▶ [Énoncé écrit]:
Répondez brièvement à partir de l'extrait sur le spectacle tiré de Feydeau.
(a) Quelles sont les trois pièces de Feydeau qui s'enchaînent ?
(b) Quel masque porte l'homme en frac qui sort du château ?
(c) Qu'est-ce que le beau-père a dû abandonner dans Léonie est en avance ?

Quand le diable s’en mêle d’après Feydeau au Théâtre de l’Aquarium
Posté par angelique lagarde le 19 septembre 2016
Quand le diable s’en mêle
D’après trois pièces de Georges Feydeau
Mise en scène de Didier Bezace
Avec Philippe Bérodot, Thierry Gibault, Ged Marlon, Clotilde Mollet, Océane Mozas, Lisa Schuster et Luc Tremblais
Vu aux Fêtes Nocturnes du château de Grignan en août 2015
Au théâtre de l’Aquarium jusqu’au 1er octobre
Un diable au château !
Didier Besace a choisi de présenter trois pièces de Georges Feydeau pour cette saison des Fêtes Nocturnes du Château de Grignan. Un choix applaudi par les habitués de ce rendez-vous théâtral incontournable. La belle façade renaissance est illuminée. Au-dessus de la porte d’entrée la lanterne brille de mille feux. Trois courtes pièces de Feydeau vont s’enchaîner : Léonie est en avance, Feu la mère de madame et On purge Bébé. Les comédiens vont nous entraîner dans une folle sarabande. Le diable sera de toutes les parties, sage femme, ou cocher.
La porte s’ouvre, un nuage de fumée apparaît et un homme en frac sort du château. Il est chapeauté d’un haut de forme et sa cape du soir est joliment doublée de rouge. Il porte un masque, celui de Georges Feydeau. Il met chapeau bas, retire son masque et nous découvrons une face grimaçante, des oreilles pointues et couronné par deux cornes. Le diable est au château !
Personnage central de Léonie est en avance, Léonie Toudoux est une jeune parturiente. Elle souffre, mais son époux, pour qui c’est également une première grossesse, est pris rudement à partie, par les cris et les lubies de sa jeune femme. Le pauvre homme devra supporter sa belle mère, une sage femme diablement autoritaire et son beau père de fort méchante humeur d’avoir dû abandonner sa partie de cartes.
Feu la mère de madame offre aux comédiens des répliques qui parlent à tous les vieux couples. Cette pièce fourmille de renseignements sur la vie de cette époque, et l’on dénote à quel point Feydeau était un auteur inscrit dans son siècle. Cette peinture de la petite bourgeoise est féroce. Notre Diable est présent bien sûr. La dernière réplique est un constat terrible sur l’âme humaine qui se repaît du malheur des autres.

▶ [Données enregistrées]:
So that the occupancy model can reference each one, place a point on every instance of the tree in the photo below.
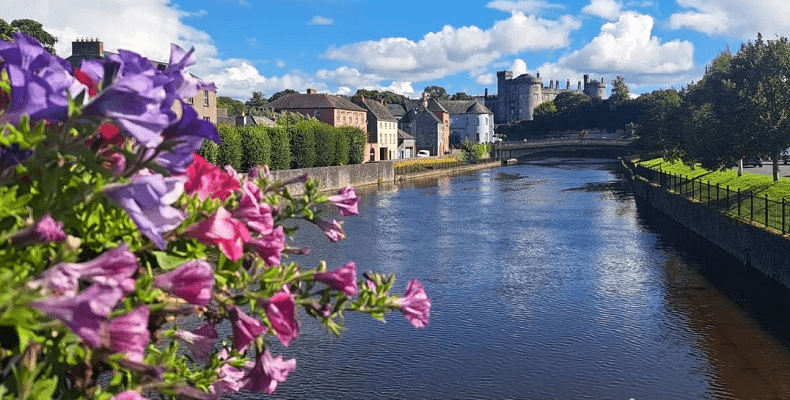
(31, 28)
(620, 91)
(461, 96)
(281, 94)
(436, 92)
(235, 107)
(256, 103)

▶ [Corrigé]:
(a) Léonie est en avance, Feu la mère de madame et On purge Bébé.
(b) Celui de Georges Feydeau.
(c) Sa partie de cartes.